THE PROBLEM: Restate each entry word for word. Keep every detail intact.

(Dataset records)

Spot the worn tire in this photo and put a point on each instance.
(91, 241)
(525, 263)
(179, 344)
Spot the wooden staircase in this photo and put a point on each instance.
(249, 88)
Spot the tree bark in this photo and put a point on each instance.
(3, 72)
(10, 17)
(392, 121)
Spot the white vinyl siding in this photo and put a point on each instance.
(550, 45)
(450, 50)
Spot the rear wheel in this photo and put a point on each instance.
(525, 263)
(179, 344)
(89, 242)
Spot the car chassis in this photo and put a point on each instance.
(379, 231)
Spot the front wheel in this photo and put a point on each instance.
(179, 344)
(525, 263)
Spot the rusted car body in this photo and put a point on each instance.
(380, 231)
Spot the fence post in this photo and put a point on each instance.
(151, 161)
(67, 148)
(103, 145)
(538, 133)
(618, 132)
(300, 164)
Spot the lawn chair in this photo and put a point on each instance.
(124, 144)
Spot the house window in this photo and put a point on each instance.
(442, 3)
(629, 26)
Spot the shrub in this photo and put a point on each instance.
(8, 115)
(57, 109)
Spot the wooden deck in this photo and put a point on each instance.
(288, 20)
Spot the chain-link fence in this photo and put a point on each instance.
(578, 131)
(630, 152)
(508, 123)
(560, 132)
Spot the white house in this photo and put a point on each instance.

TASK RESULT:
Spot the worn tire in this photo and put a point on each instance.
(91, 241)
(525, 263)
(179, 344)
Spot the wooden staircase in this photo and put a point on each instance.
(249, 88)
Spot the tree bark in this photo and put a point on each instance.
(3, 72)
(10, 17)
(392, 121)
Spot the white vinyl siding in this photo and put a point on each instance.
(550, 45)
(450, 50)
Spot the rear wheel in this photo and put a point on each instance.
(525, 263)
(179, 344)
(89, 242)
Spot the car chassis in this photo and put a point on each instance.
(379, 231)
Spot the front wheel in this photo and put a point on each instance.
(179, 344)
(525, 263)
Spot the rusted car body in this photo and put a point on each instance.
(380, 231)
Spot the fence post in this photo and put a point on each instance.
(151, 161)
(67, 148)
(103, 145)
(538, 133)
(618, 132)
(300, 164)
Spot the lawn chair in this photo and put a point on each instance.
(124, 144)
Spot the house window in this photo and put a point on each instance.
(442, 3)
(629, 26)
Spot the shrub in this photo and put a point on each instance.
(8, 115)
(57, 109)
Spot the wooden deck in this photo and put a point on each instance.
(288, 20)
Spot the chain-link fence in this photo and put a point on each instance.
(578, 131)
(630, 152)
(508, 123)
(560, 132)
Spot the white house in this photo and put a point on each instance.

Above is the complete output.